### Passage:
------------
When Ann Sim does her rounds at Khoo Teck Puat Hospital (KTPH) as a staff nurse, she keeps her grandfather’s advice close to heart.
“When you help someone, you save his or her world,” he used to say. He has since passed on, but his words continue to help shape Ann’s outlook on life.
Just three months ago, the 32-year-old was travelling the world as a flight stewardess with SIA. Germany, France, USA – name the country, she would have most likely been there.
And when she was not travelling the world, she volunteered with the SCDF as an emergency paramedic.
The COVID-19 situation changed that.
Most flights have been grounded, impacting Ann’s livelihood as a stewardess.
“As stewardesses, our main source of income comes from the allowance we draw from our flights. Since most of the flights have been put on hold, the dip in salary was inevitable,” she said.
SCDF also temporarily pulled the plug on its volunteer programme.
Yet Ann, who has a nursing diploma from Nanyang Polytechnic, still wanted to give back to society. She had the heart to help and the skills to make a difference.
“I asked myself how I could better contribute to my company and country. Since my nursing certificate was still valid, I decided to send out my resume for the position of staff nurse to job agencies. Meanwhile, I applied for the waiver of exclusive service [from SIA],” she said.
Life as a Nurse
Ann landed a job in KTPH, working in a C class medical renal unit.
------------
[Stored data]

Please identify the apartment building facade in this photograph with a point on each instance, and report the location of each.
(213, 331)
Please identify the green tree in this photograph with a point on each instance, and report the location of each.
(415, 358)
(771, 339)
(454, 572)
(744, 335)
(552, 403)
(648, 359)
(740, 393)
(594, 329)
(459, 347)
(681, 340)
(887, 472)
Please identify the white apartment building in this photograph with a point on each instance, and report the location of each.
------------
### Activities:
[1] Answer these questions from the passage about Ann Sim:
(a) Which institution awarded Ann her nursing diploma?
(b) In what role did Ann volunteer with the SCDF?
(c) What kind of unit does Ann work in at KTPH?
[2] Extend the passage about Ann Sim's move into nursing, starting after its final sentence.

### Task responses:
[1]
(a) Nanyang Polytechnic
(b) An emergency paramedic
(c) A C class medical renal unit

[2]
She is thankful to both SIA and KTPH for giving her the chance to make a difference.
A typical morning shift starts with a briefing, where nurses get a status update on the patients under their care.
Ann will then serve the patients their breakfast, having to feed those who have trouble eating on their own.
Showering and changing diapers would be next on her to-do list.
When the doctors start doing their rounds, Ann and her team of nurses will assist with writing up the reports, drawing of blood-samples and monitoring patients’ vital signs.
She then updates the patients’ families on their loved ones’ condition and assists to discharge those who are well enough to go home.
Anticipating the needs of those under her care is one similarity between being a stewardess and a nurse, said Ann.
She added that the most rewarding part of her role as a nurse is when she sees her patients regain their health and quality of life.
“I had this patient who was bedbound and severely dehydrated. Under the treatment of the team, she was able to gradually come around, acknowledge our presence by nodding and even speak a little. Slowly, with the help of the dietitian and speech therapist, we were able to feed her the appropriate amount of nutrition. Soon after, with the help of the physiotherapist, she managed to walk. That is the progress all medical staff would love to see for their patients,” said Ann.
Hoping for a Recovery
SIA had also recently redeployed 800 of its cabin crew staff as care ambassadors at hospitals and transport ambassadors at hubs where they put their communications and service skills to use.
Like them, Ann is still on standby for SIA and will put on the iconic sarong kebaya when called upon.
On her hopes for the aviation industry and her colleagues, Ann said: “I hope the industry recovers soon. I am so proud of my colleagues who have stepped forward during this time to give support to the different departments. Especially those who are following-up on calls for passengers’ requests at the call centre, the social distancing ambassadors [who are ensuring the public wear masks and keep a good distance from one another], and the care ambassadors in the hospitals, taking care of patients.”